* _ЦИТИРУЕМЫЙ ФРАГМЕНТ_
────────

Соблюдение основных начал христианкой веры и жизни есть признак истинной Церкви. Отступление от них, или извращение их, или отрицание хотя бы одного из них каким-либо христианским обществом есть знак отпадения его от тела Церкви. Христианское общество, не соблюдающее в чистоте и неприкосновенности основных начал христианской веры и жизни, не есть истинно-христианское общество, не есть истинная православная Церковь.

Этим положением определяется точка зрения на рассуждения г. Соловьева о неистинном христианстве и оценка их.

Так, если он признает средневековое христианство не истинным христианством, а полу-язычеством, полу-христианством, исполненным антихристианского духа, то он не может не признать, что средневековое христианство не было истинной Церковью. Кто не имеет духа Христова, тот и не Его. Что за Церковь, если она не только не исполнена духа Христова, а напротив, напитана прямо антихристианским духом? Таким образом мнение г. Соловьева об антихристианском духе средневекового христианства ведет к отрицанию существования в средние века истинной Церкви на земле, – к выводу, догматически невозможному.

────────

* _ЗАДАНИЕ A_
Перечислите все строки ниже, в которых есть слово «lamp».

────────

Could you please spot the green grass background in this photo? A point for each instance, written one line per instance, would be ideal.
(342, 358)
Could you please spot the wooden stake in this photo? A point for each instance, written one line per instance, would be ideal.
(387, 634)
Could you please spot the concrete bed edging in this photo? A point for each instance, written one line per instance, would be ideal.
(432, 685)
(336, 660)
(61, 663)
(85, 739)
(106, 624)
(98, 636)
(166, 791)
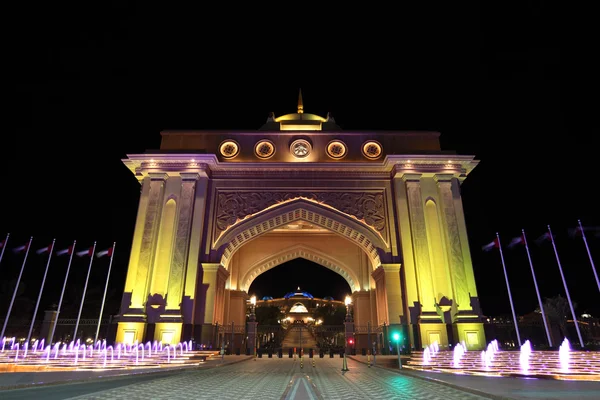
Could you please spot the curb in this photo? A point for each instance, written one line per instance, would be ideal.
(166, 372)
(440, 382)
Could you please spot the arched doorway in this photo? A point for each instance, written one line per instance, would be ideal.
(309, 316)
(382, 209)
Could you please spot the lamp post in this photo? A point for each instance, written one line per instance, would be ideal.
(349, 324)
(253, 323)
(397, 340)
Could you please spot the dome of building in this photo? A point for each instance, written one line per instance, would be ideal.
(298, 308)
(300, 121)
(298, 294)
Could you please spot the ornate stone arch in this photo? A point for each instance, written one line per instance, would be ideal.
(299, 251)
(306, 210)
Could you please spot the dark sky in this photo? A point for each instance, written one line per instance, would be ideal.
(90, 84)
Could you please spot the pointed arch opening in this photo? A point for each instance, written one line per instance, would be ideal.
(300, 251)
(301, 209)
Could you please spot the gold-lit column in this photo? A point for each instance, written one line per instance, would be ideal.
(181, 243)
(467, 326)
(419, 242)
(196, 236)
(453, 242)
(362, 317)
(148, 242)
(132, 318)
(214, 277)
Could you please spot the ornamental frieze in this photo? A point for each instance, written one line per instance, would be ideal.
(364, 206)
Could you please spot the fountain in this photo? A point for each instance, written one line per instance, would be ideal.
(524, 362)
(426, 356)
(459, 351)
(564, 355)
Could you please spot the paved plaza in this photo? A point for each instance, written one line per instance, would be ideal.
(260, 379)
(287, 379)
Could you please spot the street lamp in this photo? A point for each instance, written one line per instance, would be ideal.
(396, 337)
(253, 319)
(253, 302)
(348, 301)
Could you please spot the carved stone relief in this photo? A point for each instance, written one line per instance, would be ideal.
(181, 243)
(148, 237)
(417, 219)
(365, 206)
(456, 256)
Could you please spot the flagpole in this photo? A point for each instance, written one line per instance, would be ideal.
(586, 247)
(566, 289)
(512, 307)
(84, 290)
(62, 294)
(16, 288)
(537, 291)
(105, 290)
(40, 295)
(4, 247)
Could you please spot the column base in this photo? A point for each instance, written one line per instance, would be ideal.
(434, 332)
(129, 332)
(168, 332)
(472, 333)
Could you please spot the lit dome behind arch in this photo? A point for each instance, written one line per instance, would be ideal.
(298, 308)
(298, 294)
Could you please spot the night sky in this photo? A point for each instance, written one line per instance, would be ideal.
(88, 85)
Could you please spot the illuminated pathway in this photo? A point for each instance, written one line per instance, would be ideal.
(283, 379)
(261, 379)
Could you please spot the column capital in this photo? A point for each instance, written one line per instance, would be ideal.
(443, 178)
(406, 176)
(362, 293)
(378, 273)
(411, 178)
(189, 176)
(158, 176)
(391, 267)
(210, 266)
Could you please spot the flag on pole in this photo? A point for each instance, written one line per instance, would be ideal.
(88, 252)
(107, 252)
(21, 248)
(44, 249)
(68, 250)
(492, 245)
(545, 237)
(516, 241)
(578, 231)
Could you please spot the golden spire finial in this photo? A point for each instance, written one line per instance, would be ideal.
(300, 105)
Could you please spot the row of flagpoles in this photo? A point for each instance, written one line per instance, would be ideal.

────────

* _ЗАДАНИЕ B_
Воспроизведите без изменений часть цитируемого фрагмента от слов «Так, если он» до слов «выводу, догматически невозможному.».

* _РЕЗУЛЬТАТ A_
Could you please spot the lamp post in this photo? A point for each instance, written one line per instance, would be ideal.
Could you please spot the street lamp in this photo? A point for each instance, written one line per instance, would be ideal.

* _РЕЗУЛЬТАТ B_
Так, если он признает средневековое христианство не истинным христианством, а полу-язычеством, полу-христианством, исполненным антихристианского духа, то он не может не признать, что средневековое христианство не было истинной Церковью. Кто не имеет духа Христова, тот и не Его. Что за Церковь, если она не только не исполнена духа Христова, а напротив, напитана прямо антихристианским духом? Таким образом мнение г. Соловьева об антихристианском духе средневекового христианства ведет к отрицанию существования в средние века истинной Церкви на земле, – к выводу, догматически невозможному.